DATASET ENTRIES —
********************

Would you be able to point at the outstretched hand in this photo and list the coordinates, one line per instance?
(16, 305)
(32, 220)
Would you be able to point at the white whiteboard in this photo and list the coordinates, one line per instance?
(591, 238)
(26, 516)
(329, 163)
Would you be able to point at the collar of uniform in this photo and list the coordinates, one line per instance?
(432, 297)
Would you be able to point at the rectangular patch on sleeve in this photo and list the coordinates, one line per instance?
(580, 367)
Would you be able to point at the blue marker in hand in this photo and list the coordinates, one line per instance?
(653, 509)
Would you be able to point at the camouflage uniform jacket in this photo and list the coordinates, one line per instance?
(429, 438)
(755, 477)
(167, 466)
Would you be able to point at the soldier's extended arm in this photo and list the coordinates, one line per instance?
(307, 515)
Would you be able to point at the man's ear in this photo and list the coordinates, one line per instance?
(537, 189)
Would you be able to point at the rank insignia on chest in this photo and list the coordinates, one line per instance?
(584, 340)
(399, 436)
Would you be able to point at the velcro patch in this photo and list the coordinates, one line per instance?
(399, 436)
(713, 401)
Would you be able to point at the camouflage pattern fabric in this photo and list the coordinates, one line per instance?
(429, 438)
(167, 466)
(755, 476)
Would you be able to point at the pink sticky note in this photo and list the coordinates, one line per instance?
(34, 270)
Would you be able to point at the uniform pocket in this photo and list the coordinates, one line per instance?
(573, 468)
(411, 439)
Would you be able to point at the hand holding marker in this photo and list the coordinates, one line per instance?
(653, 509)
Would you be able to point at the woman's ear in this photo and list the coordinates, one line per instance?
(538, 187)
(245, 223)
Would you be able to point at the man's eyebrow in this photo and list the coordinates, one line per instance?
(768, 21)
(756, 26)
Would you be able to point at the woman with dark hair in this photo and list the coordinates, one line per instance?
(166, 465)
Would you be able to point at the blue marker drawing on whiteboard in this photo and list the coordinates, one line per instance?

********************

WORK TO COMPLETE — Rewrite the lines from the one containing "Would you be able to point at the woman with" through the last line, changing "dark hair" to "black hair" and keeping everything else the same.

FINISHED EXERCISE —
Would you be able to point at the woman with black hair in this photo and list the coordinates, one line per instance?
(166, 465)
Would you be able to point at the blue marker drawing on whiteboard in this photo and list the coordinates, one line per instance?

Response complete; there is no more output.